Lay out the entries from the start of the records through the line containing "column 127, row 163" as a numbered list, including both ends and leaving out blank lines.

Position annotation records
──────

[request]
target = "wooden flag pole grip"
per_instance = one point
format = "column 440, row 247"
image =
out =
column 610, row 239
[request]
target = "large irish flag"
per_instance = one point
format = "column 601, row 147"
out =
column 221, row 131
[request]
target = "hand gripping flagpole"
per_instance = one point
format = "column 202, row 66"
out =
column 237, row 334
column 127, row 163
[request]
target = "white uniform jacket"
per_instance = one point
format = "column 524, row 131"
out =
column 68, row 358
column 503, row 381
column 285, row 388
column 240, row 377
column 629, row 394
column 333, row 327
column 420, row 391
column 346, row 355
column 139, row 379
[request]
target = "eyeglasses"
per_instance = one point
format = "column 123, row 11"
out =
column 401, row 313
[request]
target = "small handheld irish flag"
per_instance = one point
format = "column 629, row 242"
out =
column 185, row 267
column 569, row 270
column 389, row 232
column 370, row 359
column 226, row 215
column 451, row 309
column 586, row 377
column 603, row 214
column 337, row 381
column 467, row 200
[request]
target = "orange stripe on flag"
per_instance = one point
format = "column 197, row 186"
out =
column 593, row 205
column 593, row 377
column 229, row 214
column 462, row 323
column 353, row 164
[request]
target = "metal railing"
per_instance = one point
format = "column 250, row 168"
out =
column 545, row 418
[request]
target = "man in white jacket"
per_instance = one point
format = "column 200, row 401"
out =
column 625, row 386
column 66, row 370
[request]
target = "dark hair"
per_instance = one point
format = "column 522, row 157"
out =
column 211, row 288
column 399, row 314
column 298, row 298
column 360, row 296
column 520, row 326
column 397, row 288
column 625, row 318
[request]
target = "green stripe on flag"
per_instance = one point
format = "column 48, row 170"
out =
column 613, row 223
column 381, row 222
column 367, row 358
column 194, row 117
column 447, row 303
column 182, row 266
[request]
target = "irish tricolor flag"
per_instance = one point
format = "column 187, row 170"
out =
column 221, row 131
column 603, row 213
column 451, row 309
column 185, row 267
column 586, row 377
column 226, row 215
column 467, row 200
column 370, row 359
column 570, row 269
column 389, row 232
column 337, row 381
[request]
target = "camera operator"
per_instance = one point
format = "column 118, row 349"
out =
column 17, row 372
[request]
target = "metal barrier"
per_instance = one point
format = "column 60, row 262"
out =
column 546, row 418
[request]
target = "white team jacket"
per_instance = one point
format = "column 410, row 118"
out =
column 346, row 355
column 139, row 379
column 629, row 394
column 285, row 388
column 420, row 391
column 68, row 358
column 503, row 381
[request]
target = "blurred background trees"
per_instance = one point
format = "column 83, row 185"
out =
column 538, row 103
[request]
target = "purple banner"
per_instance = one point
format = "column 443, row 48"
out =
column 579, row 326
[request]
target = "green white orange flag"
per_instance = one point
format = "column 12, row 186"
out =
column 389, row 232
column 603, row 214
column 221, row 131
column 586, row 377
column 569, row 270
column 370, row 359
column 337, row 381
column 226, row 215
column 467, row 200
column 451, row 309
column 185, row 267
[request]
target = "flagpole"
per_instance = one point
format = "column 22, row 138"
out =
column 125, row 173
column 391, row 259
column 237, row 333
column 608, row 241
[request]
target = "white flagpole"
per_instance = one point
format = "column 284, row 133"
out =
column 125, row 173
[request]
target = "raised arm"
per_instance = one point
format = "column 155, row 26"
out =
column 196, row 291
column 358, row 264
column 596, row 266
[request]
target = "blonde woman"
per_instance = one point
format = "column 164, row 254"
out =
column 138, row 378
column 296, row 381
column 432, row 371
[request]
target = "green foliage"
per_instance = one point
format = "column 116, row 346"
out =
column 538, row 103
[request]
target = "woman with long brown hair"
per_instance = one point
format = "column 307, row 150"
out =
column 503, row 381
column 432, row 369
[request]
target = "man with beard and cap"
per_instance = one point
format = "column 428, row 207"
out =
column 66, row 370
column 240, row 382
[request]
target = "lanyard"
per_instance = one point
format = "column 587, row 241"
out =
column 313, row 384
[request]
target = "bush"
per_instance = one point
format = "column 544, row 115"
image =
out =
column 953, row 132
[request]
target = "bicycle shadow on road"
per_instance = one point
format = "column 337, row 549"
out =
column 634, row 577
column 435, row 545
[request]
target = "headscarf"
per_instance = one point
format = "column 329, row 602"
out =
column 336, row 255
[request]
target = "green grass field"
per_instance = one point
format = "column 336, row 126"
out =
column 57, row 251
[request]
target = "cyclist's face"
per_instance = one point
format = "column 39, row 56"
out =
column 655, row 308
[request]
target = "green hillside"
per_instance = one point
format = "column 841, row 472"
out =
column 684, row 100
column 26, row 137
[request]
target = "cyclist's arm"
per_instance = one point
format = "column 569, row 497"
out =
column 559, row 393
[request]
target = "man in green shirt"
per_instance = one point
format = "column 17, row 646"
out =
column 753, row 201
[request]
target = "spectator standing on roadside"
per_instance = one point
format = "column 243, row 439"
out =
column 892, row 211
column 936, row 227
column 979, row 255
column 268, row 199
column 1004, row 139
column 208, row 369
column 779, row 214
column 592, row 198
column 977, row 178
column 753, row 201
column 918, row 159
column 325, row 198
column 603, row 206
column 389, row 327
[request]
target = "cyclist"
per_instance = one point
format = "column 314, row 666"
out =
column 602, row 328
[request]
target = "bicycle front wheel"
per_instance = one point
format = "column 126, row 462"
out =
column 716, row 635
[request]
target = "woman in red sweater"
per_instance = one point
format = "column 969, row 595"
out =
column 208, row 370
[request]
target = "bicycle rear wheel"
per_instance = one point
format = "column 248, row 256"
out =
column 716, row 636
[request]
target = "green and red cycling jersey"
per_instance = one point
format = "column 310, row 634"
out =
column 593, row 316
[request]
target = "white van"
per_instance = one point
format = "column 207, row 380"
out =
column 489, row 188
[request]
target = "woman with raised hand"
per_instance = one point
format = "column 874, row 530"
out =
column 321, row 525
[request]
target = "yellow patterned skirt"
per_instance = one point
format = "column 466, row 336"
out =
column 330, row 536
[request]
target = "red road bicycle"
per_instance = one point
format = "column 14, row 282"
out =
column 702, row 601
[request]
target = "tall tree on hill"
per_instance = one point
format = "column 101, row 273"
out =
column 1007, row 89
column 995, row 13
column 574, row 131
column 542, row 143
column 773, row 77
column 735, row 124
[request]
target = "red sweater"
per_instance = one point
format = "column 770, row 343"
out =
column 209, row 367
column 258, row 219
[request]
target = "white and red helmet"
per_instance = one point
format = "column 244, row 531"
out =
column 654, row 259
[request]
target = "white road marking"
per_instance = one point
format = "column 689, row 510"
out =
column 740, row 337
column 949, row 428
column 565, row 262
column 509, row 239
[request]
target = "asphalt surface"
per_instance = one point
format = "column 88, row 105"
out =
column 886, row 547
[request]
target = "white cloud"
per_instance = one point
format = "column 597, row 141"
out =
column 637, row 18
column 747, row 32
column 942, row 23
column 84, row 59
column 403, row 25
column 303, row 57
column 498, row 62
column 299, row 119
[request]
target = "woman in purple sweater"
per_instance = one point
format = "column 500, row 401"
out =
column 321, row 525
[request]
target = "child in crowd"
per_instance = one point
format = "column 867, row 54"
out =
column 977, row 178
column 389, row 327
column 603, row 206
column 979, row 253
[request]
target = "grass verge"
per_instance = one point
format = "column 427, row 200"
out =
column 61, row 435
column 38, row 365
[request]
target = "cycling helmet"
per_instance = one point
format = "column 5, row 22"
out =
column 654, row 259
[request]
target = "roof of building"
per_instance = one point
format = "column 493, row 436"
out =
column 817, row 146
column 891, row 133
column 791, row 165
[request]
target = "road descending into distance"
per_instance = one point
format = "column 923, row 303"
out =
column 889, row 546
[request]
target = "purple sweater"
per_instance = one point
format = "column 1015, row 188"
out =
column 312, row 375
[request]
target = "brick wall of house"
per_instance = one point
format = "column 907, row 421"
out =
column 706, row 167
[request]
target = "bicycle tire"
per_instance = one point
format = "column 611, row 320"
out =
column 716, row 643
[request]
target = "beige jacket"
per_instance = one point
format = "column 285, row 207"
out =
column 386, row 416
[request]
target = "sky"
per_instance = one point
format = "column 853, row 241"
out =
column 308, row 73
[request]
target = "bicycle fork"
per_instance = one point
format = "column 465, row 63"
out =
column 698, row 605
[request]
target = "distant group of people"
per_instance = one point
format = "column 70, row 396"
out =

──────

> **The response**:
1. [request]
2. target = "wooden flag pole grip"
3. per_instance = one point
4. format = "column 440, row 247"
5. image =
6. out =
7. column 610, row 239
8. [request]
9. target = "large irish flag"
10. per_instance = one point
11. format = "column 601, row 147"
12. out =
13. column 221, row 131
14. [request]
15. target = "hand gripping flagpole"
16. per_instance = one point
17. format = "column 202, row 66"
18. out =
19. column 237, row 334
20. column 127, row 163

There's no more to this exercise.